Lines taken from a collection
★ ★ ★ ★
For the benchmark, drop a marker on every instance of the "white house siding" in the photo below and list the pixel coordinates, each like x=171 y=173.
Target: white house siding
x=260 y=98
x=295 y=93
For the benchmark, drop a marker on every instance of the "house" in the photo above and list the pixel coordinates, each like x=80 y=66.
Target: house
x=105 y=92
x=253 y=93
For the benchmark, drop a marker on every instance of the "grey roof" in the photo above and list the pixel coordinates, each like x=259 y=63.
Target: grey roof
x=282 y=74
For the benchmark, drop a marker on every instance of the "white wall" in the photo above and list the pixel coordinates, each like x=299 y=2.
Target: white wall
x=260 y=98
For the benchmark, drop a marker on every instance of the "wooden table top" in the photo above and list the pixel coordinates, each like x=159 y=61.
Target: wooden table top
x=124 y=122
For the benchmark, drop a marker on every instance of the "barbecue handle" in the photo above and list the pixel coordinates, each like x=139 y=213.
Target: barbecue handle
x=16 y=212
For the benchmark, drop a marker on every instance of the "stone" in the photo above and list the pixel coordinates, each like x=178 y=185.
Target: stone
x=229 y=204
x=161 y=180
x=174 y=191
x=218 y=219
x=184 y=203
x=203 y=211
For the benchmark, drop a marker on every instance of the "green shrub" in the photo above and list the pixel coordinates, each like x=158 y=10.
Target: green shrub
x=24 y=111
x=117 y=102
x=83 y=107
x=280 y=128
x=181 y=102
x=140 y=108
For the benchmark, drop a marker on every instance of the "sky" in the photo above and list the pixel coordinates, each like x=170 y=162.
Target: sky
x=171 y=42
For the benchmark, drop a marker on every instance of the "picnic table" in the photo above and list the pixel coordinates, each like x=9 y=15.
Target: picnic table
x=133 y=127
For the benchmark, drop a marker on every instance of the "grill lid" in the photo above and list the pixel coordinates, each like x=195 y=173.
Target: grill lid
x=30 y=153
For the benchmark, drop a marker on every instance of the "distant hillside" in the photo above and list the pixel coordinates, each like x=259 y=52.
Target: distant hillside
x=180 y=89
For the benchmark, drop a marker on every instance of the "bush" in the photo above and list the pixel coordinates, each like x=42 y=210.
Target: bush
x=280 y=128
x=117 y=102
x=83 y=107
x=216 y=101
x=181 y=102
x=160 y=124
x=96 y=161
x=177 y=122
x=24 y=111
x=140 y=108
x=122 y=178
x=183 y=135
★ ★ ★ ★
→ PROBLEM STATEMENT
Convert the stretch from the line containing "like x=195 y=173." through the end of the records into a numbered list, leaving out any blank lines.

→ RESULT FOR THIS TASK
1. For the benchmark, drop a marker on every instance of the "grill lid" in the photo above and list the pixel coordinates, each like x=195 y=173.
2. Target: grill lid
3. x=30 y=153
4. For the benchmark, drop a marker on every instance of the "distant hillside" in the photo above and list the pixel coordinates, each like x=259 y=52.
5. Target: distant hillside
6. x=180 y=89
7. For the benchmark, drop a marker on every instance of the "bush" in the photo above and list the pixel coordinates, each like x=42 y=210.
8. Target: bush
9. x=280 y=128
10. x=117 y=102
11. x=83 y=107
12. x=216 y=101
13. x=181 y=102
14. x=160 y=124
15. x=96 y=161
16. x=177 y=122
17. x=24 y=111
18. x=140 y=108
19. x=122 y=178
20. x=183 y=135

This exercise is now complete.